THE INPUT

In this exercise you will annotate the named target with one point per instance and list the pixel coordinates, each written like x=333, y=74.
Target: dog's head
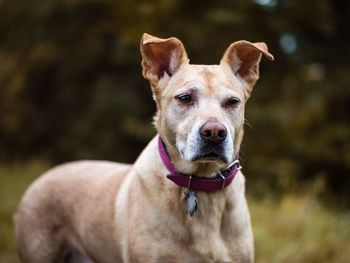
x=200, y=107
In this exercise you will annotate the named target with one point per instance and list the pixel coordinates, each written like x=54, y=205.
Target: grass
x=294, y=229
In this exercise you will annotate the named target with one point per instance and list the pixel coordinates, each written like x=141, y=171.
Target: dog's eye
x=184, y=98
x=232, y=102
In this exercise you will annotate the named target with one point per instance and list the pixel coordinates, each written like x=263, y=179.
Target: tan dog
x=95, y=211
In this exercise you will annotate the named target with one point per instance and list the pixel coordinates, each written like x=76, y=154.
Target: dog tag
x=191, y=202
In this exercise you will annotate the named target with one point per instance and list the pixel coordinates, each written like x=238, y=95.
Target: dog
x=184, y=198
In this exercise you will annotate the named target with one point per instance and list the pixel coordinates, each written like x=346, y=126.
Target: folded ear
x=161, y=56
x=244, y=58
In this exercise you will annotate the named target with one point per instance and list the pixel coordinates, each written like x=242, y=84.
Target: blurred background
x=71, y=88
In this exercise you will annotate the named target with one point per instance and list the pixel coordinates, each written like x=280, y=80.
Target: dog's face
x=201, y=107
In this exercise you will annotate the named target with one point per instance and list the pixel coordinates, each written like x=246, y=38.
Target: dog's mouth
x=209, y=157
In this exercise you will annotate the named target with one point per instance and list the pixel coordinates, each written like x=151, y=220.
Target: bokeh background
x=71, y=88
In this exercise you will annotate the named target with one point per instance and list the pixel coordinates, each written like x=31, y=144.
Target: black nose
x=213, y=131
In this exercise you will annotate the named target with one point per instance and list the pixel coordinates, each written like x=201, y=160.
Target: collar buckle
x=223, y=181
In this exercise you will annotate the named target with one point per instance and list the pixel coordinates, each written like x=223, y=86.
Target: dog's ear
x=161, y=57
x=244, y=57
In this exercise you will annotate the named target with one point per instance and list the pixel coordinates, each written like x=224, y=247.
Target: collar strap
x=219, y=182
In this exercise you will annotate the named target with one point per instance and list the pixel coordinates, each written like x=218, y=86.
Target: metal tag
x=191, y=202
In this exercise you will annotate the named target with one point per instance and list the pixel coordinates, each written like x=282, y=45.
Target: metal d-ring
x=189, y=183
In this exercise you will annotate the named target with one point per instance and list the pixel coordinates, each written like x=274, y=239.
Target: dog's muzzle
x=212, y=145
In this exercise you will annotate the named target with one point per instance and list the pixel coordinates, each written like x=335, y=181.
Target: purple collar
x=219, y=182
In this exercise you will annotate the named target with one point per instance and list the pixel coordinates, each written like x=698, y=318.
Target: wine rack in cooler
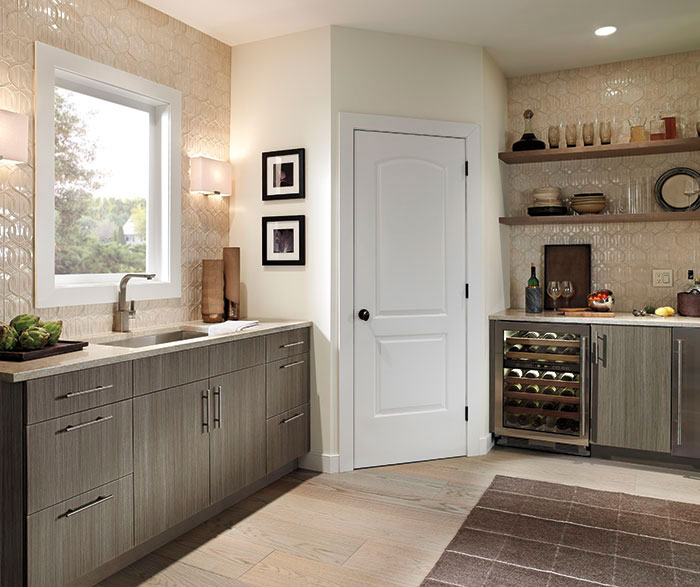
x=541, y=383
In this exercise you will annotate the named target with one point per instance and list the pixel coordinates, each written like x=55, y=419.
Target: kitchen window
x=107, y=180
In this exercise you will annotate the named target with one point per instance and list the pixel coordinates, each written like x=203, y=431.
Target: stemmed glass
x=567, y=292
x=554, y=291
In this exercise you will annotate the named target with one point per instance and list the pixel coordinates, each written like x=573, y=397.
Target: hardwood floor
x=373, y=527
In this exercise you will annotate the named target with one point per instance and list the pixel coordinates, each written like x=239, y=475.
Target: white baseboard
x=323, y=463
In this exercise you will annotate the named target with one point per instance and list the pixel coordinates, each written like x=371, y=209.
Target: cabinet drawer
x=287, y=344
x=287, y=437
x=51, y=397
x=287, y=384
x=237, y=355
x=70, y=455
x=70, y=539
x=170, y=370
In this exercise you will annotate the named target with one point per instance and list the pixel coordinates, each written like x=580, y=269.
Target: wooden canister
x=232, y=282
x=213, y=290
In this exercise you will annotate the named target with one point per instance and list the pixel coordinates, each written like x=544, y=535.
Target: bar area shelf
x=602, y=151
x=600, y=218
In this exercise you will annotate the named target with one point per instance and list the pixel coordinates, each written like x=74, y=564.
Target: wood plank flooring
x=373, y=527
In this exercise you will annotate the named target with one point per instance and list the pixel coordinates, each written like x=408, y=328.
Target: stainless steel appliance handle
x=679, y=395
x=583, y=385
x=291, y=344
x=205, y=411
x=97, y=420
x=291, y=365
x=292, y=418
x=87, y=506
x=86, y=391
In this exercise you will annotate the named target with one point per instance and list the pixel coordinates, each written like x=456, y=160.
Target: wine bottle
x=533, y=281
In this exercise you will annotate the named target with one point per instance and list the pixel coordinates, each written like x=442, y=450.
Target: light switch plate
x=662, y=278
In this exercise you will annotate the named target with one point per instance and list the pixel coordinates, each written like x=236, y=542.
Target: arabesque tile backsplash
x=136, y=38
x=623, y=255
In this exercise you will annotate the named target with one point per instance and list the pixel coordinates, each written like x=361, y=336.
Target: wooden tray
x=61, y=347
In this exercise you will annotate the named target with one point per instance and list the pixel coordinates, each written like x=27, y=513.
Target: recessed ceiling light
x=605, y=31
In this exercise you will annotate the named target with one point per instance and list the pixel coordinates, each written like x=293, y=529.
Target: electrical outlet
x=662, y=278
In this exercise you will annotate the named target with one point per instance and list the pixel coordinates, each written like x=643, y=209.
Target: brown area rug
x=531, y=533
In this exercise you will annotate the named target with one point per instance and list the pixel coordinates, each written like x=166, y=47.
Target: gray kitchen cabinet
x=632, y=387
x=237, y=431
x=171, y=457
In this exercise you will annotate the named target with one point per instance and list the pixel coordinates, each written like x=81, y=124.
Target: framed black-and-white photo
x=283, y=174
x=284, y=240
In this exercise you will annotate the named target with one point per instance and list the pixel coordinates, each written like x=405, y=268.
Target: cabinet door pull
x=86, y=391
x=291, y=344
x=291, y=365
x=292, y=418
x=217, y=407
x=87, y=506
x=205, y=411
x=97, y=420
x=679, y=394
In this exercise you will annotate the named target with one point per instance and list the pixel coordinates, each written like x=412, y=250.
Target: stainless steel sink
x=154, y=339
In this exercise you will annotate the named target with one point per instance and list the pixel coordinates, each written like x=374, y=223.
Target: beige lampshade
x=209, y=176
x=14, y=137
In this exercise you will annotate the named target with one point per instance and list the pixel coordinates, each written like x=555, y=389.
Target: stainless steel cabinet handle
x=292, y=418
x=86, y=391
x=291, y=365
x=217, y=407
x=679, y=394
x=291, y=344
x=97, y=420
x=87, y=506
x=205, y=411
x=583, y=386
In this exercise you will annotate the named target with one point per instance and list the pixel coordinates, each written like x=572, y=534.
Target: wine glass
x=567, y=292
x=554, y=291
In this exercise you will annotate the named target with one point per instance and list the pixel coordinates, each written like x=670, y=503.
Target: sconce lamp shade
x=14, y=137
x=209, y=176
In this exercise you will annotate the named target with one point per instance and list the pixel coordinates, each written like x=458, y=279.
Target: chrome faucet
x=124, y=314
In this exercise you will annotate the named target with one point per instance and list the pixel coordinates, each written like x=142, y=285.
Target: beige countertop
x=97, y=355
x=620, y=319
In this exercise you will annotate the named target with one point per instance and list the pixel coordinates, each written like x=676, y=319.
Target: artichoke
x=8, y=337
x=34, y=338
x=54, y=328
x=23, y=321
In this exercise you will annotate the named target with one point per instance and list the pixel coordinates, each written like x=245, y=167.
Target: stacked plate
x=592, y=203
x=547, y=202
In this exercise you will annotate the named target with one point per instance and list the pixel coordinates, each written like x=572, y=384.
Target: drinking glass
x=567, y=292
x=554, y=292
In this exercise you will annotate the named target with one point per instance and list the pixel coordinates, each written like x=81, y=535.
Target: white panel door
x=410, y=307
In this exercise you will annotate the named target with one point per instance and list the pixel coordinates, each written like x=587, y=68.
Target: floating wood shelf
x=600, y=218
x=602, y=151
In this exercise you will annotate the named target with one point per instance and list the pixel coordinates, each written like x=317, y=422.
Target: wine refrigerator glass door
x=541, y=382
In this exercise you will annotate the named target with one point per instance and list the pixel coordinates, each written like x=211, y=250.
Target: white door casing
x=409, y=273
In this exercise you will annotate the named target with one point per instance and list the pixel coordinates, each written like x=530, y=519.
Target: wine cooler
x=541, y=385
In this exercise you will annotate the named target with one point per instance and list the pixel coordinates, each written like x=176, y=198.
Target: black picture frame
x=298, y=189
x=295, y=259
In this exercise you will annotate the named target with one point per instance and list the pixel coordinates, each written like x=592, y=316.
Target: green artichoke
x=34, y=338
x=54, y=328
x=8, y=337
x=23, y=321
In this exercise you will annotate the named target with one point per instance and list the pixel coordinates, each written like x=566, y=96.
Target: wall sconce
x=14, y=137
x=209, y=177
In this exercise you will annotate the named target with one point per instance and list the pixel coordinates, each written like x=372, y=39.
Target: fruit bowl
x=601, y=301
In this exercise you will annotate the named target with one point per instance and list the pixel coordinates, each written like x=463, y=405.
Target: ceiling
x=523, y=36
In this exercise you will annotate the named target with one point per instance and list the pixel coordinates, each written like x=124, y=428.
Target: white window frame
x=55, y=67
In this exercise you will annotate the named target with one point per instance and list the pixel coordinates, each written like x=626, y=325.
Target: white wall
x=280, y=99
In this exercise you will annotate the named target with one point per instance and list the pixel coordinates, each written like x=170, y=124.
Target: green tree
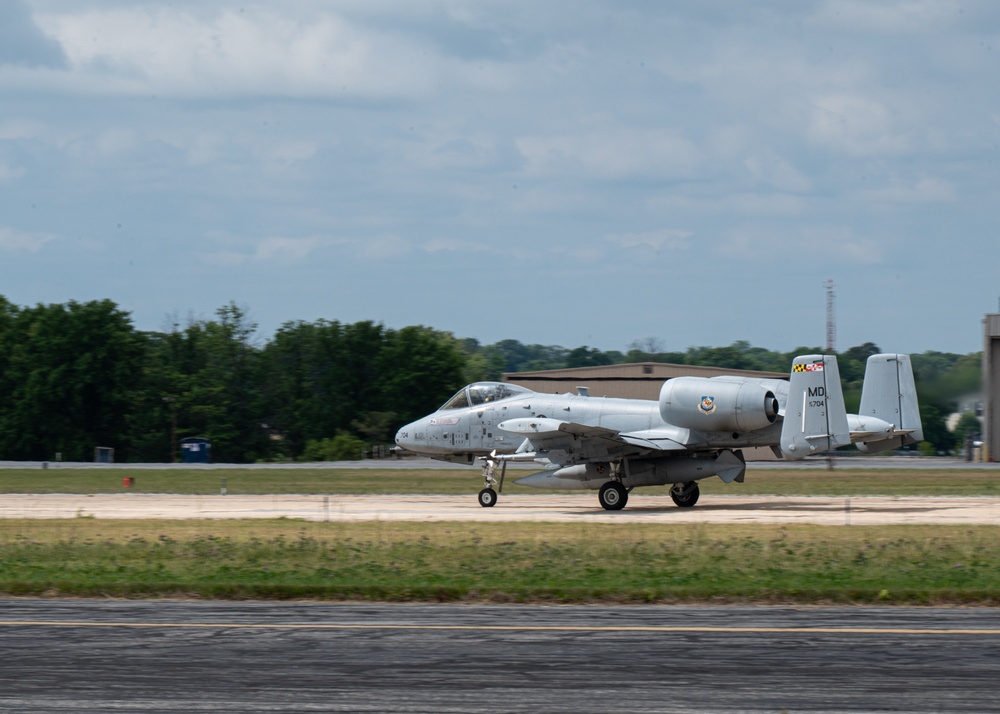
x=418, y=369
x=69, y=372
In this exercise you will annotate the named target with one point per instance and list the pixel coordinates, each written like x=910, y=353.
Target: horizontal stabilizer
x=815, y=417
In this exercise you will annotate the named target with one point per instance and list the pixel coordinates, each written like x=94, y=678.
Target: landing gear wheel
x=685, y=495
x=487, y=498
x=613, y=496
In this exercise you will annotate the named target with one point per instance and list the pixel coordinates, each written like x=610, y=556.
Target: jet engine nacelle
x=715, y=405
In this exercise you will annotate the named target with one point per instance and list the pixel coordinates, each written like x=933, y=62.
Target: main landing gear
x=613, y=496
x=685, y=494
x=488, y=496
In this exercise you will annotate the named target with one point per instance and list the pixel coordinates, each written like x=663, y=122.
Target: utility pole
x=831, y=319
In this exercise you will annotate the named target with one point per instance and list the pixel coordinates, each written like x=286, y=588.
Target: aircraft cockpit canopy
x=482, y=393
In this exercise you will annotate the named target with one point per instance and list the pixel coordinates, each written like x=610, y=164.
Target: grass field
x=498, y=562
x=782, y=482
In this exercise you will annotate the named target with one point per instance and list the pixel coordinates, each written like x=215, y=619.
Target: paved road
x=576, y=508
x=193, y=657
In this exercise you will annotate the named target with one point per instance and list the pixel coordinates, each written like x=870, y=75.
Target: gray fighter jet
x=695, y=430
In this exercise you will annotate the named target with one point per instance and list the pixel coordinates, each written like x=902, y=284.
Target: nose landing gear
x=488, y=496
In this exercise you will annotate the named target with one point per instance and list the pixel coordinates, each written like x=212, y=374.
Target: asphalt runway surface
x=194, y=657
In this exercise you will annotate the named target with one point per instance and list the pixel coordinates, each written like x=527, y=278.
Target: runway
x=113, y=656
x=578, y=508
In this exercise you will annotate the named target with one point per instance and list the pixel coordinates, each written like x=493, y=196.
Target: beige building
x=991, y=386
x=629, y=381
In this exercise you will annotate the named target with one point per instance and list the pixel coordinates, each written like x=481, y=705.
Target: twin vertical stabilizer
x=815, y=417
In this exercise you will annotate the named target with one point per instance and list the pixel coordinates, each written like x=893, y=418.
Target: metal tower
x=831, y=319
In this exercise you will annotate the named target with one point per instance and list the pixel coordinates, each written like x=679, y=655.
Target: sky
x=564, y=172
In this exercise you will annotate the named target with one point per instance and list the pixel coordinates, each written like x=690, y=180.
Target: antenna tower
x=831, y=319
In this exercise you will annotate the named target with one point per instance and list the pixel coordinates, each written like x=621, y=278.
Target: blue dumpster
x=196, y=450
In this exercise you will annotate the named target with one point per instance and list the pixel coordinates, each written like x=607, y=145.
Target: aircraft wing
x=548, y=434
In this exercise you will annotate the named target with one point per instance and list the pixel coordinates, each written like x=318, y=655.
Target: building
x=991, y=386
x=629, y=381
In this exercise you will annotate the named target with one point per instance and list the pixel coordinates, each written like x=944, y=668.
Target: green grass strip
x=781, y=482
x=501, y=562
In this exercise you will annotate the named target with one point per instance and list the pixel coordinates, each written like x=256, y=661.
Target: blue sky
x=564, y=172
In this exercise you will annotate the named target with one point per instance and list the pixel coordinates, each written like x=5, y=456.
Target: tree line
x=75, y=376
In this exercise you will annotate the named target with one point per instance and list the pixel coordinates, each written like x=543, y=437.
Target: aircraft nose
x=403, y=438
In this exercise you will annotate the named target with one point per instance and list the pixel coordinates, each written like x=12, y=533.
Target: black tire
x=687, y=495
x=613, y=496
x=487, y=498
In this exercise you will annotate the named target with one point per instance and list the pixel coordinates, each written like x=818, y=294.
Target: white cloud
x=925, y=190
x=231, y=52
x=889, y=16
x=456, y=245
x=275, y=250
x=830, y=245
x=856, y=125
x=657, y=241
x=772, y=169
x=9, y=173
x=13, y=241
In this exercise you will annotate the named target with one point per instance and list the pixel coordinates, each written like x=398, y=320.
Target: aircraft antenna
x=831, y=318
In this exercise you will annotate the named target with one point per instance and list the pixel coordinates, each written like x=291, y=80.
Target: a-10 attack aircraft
x=695, y=430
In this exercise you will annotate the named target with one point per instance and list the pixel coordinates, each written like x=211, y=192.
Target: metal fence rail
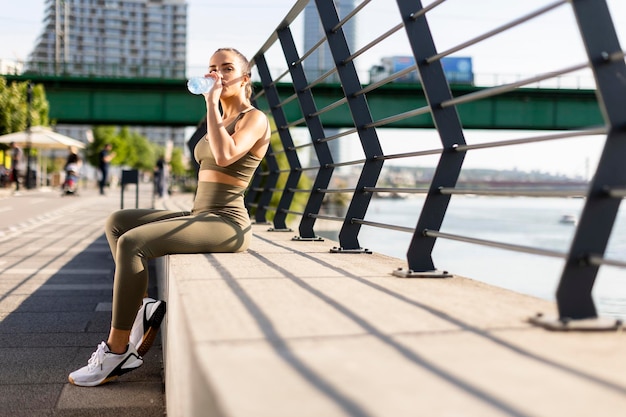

INSTRUCTIONS TO FOLLOW
Repeat the exact lines from the first line of the data through the line containing "like x=141, y=171.". Nothing else, no pictures.

WRITTEN SOLUTION
In this exercise you will annotate the named target with one point per instance and list the pixel coordinates, each written like x=333, y=74.
Target: dog's head
x=200, y=107
In this exercise you will annotate the named target with one point per instance and list the pixel coordinates, each written like x=54, y=205.
Target: grass
x=294, y=229
In this exercise you will annotate the named target with one point per instance and list the pixel coordinates, each written like x=141, y=171.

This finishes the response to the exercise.